== Directions ==
Please rewrite the paragraph beginning "I would like to group data by year" from the R forum thread below as a short bulleted list that keeps its main facts.

== Passage given ==
===============

R Question

Got an error message when using summarise inside for loop

Having a list containing 244 data frames. This list is called d, and

looks like this.


year pos days sal
1 2009 A 31 2000
2 2009 B 60 4000
3 2009 C 10 600
4 2010 B 10 1000
5 2010 D 90 7000

I would like to group data by year, adding days and sal, and select pos where days is maximum in the group.

The result is like:

year pos days sal
1 2009 B 101 6600
2 2010 D 100 8000

I know how to do this when it comes to the case doing it to only one data frame.
I did it this way:

summarise(ygroup, pos = pos[which.max(days)], days = sum(days), sal = sum(sal))

But I want to do this same operation to the 244 data frames in the list d.
I tried this:

for(i in 1:244){
e[[i]]<-summarise(ygroup[[i]], pos = pos[which.max(days)], days = sum(days), sal = sum(sal))

But this doesn't work, an error showing up.

Error: expecting a single value

(I think this part;
pos = pos[which.max(days)]
is making the problem, but I'm not that sure...)
How can I solve this...?

Any comments will be greatly appreciated! :)

Answer Source

We can use lapply with anonymous function call to loop over the list of data.frames ('d')

lapply(d, function(x) x %>% 
                       group_by(year) %>% 
                       summarise(pos = pos[which.max(days)], 
                                 days = sum(days), sal = sum(sal)))

===============

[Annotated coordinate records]
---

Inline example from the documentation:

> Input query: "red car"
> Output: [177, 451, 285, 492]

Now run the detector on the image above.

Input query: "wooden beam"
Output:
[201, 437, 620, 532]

===============

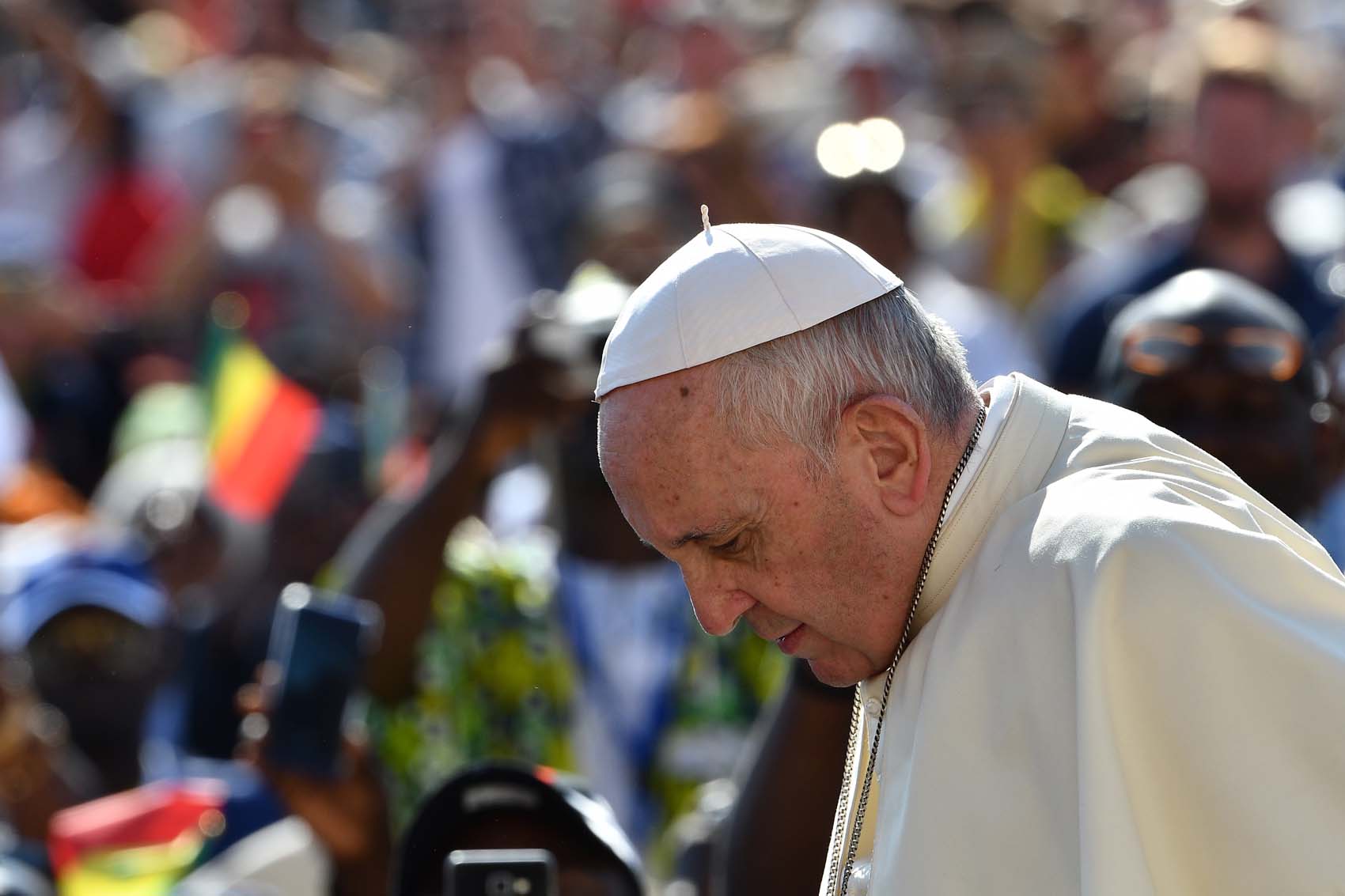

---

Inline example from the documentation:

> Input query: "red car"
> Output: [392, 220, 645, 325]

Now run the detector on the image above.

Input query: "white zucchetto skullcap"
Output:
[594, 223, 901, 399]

===============

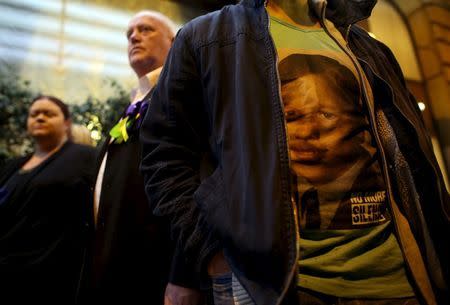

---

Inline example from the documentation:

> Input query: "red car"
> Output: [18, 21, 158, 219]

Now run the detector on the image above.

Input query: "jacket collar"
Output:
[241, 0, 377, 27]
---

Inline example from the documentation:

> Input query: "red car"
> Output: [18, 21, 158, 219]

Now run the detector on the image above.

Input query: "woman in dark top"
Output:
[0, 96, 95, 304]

===============

== Output for this exercise ==
- Group the data by year.
- Sum days and sal within each group.
- Select the pos where days is at its maximum in each group.